List every line of the records that contains the word "girl", copying each line in full. A match must have the same letter case.

--- start RECORDS FOR THE EXERCISE ---

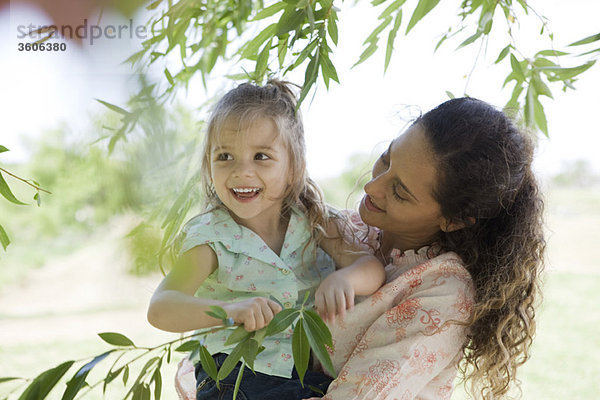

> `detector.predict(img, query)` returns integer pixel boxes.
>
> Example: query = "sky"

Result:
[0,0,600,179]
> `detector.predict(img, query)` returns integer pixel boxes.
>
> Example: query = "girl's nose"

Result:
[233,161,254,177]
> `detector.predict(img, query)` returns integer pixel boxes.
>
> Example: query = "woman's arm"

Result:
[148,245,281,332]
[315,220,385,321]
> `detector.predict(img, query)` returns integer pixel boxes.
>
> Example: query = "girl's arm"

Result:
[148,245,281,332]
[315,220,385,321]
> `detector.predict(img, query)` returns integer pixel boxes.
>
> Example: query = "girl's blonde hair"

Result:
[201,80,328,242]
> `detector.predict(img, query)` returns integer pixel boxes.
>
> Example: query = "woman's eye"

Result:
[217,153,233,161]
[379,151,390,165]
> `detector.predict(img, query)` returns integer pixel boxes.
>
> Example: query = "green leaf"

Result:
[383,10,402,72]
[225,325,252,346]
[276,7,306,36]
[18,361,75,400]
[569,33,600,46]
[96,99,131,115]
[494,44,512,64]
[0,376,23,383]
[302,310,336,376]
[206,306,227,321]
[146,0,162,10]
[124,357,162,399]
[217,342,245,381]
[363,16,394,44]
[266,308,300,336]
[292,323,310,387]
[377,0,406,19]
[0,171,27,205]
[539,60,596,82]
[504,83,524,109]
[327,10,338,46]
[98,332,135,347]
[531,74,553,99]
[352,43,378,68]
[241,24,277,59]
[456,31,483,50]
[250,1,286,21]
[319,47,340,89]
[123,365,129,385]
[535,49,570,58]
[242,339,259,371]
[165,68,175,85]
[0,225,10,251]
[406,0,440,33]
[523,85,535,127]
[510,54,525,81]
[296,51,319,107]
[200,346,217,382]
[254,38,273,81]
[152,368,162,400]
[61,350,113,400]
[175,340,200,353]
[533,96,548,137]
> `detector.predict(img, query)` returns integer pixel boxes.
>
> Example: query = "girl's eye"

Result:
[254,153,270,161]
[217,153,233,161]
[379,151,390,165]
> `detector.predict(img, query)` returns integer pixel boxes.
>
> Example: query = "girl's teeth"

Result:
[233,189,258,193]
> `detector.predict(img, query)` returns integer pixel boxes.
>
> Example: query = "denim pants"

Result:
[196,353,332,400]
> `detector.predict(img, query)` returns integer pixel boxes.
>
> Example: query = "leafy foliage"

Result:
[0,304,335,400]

--- end RECORDS FOR THE EXERCISE ---
--- start RECORDS FOR THE EXERCISE ---

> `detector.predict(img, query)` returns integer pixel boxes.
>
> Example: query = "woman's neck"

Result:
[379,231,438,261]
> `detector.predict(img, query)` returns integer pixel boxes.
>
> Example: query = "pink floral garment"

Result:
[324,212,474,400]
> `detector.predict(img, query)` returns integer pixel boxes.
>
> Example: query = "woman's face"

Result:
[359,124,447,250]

--- end RECORDS FOR THE EXERCISE ---

- [FINISHED ANSWER]
> Example: query = "girl's nose"
> Example: query = "girl's arm"
> Example: query = "girl's blonde hair"
> Example: query = "girl's eye"
> Example: query = "girl's teeth"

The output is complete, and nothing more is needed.